[WHAT IS BEING ASKED]:
Copy out every line of the records between the lines holding "red slurry tanker." and "[144,216,400,300]", inclusive, adding 58 to each number in the bounding box coordinates and keeping all other lines unchanged.

[SUPPLIED INFORMATION]:
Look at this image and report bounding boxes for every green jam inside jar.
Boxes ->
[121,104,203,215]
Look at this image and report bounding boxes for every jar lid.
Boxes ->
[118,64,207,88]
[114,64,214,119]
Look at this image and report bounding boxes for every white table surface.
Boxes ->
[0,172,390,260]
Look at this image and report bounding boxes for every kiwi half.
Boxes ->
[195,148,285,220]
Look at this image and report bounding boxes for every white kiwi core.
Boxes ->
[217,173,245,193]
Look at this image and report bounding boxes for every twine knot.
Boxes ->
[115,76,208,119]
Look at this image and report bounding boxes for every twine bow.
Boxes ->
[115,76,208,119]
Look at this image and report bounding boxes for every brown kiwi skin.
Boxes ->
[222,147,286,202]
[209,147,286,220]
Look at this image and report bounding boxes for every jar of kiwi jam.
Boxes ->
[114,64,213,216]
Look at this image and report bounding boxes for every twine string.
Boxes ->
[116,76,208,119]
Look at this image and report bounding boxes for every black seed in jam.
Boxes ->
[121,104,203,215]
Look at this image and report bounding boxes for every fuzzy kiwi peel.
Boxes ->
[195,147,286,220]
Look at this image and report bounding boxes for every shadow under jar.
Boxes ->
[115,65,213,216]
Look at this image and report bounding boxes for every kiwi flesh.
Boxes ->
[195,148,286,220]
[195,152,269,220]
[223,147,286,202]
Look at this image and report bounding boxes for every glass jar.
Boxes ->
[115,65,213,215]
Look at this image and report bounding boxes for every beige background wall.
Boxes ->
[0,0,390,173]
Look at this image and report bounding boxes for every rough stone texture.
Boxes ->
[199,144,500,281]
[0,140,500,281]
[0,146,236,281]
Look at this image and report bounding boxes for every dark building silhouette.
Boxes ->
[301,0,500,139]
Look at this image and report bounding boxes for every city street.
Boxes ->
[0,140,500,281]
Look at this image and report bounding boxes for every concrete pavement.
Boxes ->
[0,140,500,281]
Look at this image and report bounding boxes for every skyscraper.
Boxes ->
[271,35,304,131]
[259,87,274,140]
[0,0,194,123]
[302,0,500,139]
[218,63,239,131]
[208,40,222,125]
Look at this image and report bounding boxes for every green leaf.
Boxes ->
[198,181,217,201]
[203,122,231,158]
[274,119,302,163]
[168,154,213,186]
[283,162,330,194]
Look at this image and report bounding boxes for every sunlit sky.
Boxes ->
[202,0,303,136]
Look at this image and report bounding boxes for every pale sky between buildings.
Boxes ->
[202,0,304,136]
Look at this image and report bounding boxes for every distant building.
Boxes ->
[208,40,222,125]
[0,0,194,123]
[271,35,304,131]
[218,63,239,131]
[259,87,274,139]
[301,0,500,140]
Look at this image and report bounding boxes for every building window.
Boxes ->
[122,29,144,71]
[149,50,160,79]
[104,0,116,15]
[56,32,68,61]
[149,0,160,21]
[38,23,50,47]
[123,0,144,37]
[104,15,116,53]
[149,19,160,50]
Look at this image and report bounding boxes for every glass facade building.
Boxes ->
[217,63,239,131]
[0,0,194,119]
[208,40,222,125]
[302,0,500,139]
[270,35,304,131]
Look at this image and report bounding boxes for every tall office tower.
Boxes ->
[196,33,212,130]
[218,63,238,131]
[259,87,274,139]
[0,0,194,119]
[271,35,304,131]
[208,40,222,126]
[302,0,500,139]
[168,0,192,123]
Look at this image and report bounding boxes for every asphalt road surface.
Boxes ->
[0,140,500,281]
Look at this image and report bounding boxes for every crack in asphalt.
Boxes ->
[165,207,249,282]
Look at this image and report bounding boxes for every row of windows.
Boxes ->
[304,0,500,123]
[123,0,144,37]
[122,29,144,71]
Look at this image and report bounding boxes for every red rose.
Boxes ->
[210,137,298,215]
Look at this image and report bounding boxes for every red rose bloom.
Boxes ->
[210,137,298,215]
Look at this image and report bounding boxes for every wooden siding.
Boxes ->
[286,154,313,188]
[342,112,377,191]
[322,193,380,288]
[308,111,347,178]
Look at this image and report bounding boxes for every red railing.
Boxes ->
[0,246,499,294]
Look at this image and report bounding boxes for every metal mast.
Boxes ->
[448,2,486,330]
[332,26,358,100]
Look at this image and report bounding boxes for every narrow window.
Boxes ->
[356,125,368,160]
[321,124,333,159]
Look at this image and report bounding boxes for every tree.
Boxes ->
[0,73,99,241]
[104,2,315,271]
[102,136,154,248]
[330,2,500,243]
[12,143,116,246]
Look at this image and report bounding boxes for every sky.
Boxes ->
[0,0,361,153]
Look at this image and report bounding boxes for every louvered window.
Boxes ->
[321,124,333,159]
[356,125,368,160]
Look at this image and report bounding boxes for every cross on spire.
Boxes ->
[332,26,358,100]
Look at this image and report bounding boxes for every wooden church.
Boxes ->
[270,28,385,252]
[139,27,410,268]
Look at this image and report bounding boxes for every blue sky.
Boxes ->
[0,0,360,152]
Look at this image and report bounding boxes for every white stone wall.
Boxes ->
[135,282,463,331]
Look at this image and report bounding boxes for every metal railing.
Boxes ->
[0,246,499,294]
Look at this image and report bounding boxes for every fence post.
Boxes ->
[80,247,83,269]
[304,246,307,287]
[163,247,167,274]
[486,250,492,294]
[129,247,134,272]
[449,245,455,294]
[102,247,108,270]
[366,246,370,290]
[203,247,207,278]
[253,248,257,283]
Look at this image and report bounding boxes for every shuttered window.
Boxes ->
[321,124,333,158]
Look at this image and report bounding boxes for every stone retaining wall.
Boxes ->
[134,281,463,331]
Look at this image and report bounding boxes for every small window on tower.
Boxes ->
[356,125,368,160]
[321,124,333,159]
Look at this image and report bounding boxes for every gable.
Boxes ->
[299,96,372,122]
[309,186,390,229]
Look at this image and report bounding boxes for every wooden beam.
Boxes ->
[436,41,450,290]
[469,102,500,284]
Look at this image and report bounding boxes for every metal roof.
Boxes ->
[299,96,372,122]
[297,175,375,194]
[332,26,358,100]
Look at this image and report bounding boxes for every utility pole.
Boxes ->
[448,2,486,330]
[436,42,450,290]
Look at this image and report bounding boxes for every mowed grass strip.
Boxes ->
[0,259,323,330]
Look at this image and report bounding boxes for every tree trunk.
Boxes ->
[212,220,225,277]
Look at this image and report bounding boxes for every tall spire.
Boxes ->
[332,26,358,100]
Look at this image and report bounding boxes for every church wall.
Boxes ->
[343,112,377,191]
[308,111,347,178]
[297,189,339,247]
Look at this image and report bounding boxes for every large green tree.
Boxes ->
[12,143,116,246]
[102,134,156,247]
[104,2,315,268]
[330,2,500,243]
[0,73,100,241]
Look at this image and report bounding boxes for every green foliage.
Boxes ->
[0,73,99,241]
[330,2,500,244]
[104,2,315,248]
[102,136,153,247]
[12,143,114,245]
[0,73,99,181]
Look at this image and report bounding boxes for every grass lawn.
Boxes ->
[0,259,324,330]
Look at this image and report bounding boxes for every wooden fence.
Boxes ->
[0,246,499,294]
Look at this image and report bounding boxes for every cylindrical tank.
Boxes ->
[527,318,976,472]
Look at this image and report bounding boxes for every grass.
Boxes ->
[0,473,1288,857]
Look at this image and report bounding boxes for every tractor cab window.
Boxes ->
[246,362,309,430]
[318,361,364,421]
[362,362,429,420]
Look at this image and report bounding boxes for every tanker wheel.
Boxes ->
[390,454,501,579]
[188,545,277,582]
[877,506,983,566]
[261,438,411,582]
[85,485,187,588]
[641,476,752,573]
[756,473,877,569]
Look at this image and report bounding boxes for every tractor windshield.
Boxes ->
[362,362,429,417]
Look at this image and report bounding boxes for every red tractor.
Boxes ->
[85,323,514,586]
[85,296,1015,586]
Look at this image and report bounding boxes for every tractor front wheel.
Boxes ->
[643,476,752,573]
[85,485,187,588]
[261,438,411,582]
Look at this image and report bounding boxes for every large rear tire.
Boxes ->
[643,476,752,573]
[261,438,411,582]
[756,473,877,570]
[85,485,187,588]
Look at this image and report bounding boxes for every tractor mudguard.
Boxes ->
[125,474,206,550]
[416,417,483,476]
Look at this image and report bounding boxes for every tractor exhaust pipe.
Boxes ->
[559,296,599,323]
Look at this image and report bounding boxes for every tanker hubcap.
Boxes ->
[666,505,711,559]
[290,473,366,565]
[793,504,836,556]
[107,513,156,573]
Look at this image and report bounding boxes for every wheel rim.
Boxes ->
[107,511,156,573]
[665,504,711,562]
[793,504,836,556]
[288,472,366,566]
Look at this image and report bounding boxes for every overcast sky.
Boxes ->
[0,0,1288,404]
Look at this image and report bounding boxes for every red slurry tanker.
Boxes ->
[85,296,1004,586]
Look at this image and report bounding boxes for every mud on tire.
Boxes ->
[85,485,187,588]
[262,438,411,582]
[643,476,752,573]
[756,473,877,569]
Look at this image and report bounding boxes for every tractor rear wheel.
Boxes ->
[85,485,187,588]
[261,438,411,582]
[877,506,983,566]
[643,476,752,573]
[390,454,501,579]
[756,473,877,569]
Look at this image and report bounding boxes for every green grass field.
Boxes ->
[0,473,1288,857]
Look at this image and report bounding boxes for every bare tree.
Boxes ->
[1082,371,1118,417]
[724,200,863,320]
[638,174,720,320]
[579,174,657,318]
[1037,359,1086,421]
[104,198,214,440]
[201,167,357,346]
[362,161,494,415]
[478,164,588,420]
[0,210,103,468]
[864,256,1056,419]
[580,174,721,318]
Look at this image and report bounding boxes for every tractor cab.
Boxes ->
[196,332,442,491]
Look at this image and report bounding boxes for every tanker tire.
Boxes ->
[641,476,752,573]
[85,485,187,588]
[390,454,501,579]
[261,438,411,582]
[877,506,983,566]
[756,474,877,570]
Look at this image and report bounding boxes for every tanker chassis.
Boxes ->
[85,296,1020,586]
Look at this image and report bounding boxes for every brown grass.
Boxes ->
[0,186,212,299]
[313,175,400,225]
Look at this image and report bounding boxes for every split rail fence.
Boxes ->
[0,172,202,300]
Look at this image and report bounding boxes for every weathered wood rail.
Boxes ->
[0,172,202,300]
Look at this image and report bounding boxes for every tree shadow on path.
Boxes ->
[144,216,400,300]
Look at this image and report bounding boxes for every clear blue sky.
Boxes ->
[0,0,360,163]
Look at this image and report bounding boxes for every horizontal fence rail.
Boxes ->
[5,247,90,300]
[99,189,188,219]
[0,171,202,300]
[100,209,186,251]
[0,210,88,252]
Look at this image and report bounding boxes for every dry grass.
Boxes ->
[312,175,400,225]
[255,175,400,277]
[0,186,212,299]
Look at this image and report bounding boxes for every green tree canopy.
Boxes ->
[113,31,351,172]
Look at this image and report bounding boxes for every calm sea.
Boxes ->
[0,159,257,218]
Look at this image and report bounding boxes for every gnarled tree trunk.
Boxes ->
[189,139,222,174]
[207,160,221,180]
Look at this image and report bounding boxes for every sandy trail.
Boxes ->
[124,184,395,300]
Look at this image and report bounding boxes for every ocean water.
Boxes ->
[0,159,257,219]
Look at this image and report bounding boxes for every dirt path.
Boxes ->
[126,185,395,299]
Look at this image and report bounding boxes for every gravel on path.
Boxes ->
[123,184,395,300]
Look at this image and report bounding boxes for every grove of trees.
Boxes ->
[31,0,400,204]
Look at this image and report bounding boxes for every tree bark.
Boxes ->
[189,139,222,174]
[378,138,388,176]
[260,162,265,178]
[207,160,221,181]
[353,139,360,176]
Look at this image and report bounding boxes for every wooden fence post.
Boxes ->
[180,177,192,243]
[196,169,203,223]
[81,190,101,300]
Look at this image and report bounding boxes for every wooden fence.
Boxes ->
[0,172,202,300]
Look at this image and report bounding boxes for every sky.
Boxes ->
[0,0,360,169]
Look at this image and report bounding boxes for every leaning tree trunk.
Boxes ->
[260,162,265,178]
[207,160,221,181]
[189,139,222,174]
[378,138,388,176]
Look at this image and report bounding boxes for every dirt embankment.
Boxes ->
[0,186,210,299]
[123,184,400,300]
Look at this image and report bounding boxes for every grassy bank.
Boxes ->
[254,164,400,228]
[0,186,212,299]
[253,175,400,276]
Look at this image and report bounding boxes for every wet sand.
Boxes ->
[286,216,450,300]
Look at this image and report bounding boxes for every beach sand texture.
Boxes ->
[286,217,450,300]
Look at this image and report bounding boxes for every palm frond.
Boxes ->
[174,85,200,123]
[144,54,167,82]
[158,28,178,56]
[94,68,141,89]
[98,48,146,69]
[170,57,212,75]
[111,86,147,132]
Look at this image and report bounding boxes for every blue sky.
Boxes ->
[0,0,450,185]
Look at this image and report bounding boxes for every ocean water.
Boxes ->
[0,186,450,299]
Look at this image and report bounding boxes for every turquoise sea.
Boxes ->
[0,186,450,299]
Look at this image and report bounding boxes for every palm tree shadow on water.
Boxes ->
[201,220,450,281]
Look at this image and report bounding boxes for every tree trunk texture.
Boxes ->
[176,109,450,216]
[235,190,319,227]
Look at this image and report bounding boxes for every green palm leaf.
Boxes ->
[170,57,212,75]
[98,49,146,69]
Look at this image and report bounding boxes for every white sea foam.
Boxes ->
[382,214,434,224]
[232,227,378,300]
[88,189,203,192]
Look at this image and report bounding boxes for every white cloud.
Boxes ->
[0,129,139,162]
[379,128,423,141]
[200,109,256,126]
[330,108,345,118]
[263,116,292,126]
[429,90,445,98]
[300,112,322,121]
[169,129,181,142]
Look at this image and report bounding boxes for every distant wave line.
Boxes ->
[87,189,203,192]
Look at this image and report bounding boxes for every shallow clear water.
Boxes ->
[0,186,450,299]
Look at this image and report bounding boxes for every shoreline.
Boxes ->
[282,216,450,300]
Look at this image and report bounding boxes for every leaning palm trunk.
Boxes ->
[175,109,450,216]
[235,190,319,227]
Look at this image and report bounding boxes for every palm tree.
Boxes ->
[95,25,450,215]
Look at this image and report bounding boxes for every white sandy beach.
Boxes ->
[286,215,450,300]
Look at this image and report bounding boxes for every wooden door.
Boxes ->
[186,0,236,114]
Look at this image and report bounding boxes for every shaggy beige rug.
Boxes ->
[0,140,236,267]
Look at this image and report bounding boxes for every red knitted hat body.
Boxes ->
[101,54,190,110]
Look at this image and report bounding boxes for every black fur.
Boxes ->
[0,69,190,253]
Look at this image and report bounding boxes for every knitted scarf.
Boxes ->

[SOLUTION TO THIS PROBLEM]:
Look at this image and report bounding boxes for every red slurry tanker.
Boxes ->
[143,354,1062,644]
Look at this image and report bounding boxes for every mud on tire.
Boxes ->
[143,543,245,646]
[320,496,469,640]
[701,534,810,631]
[814,531,935,627]
Look at this image and report bounding boxes for every tractor rear wheel.
Boxes ->
[143,543,245,646]
[319,496,469,640]
[935,564,1041,624]
[701,534,810,631]
[448,512,559,637]
[814,531,935,627]
Look at this image and report bounding boxes for every green grass field.
Boxes ->
[58,531,1346,915]
Look at this image and report bounding boxes for every bare tree.
Boxes ->
[1140,429,1176,475]
[782,258,921,378]
[696,232,778,378]
[637,232,715,376]
[1095,417,1144,479]
[162,256,272,498]
[259,225,415,404]
[420,219,552,473]
[536,222,646,478]
[58,268,161,526]
[922,314,1114,477]
[638,232,779,376]
Look at this image and report bounding boxes for every tractor cab.
Boxes ->
[254,390,500,549]
Look at this image and report bounding boxes for every tanker tire.
Boxes ->
[699,534,810,631]
[143,543,245,646]
[448,512,559,637]
[319,496,469,640]
[935,564,1041,624]
[814,532,935,628]
Look at this image and report bounding boxes for every tanker chassis.
Boxes ->
[143,354,1078,644]
Look at this image and report bounding boxes for every brown grass.
Boxes ->
[58,244,270,357]
[371,233,458,283]
Look at this image and report bounding boxes for every split rail fence.
Boxes ->
[58,230,260,358]
Look at this image and report bounding boxes for every weathered wood rail.
Boxes ->
[58,230,260,358]
Look at this image and report bounding boxes for every tree shadow on path.
Boxes ->
[202,274,458,358]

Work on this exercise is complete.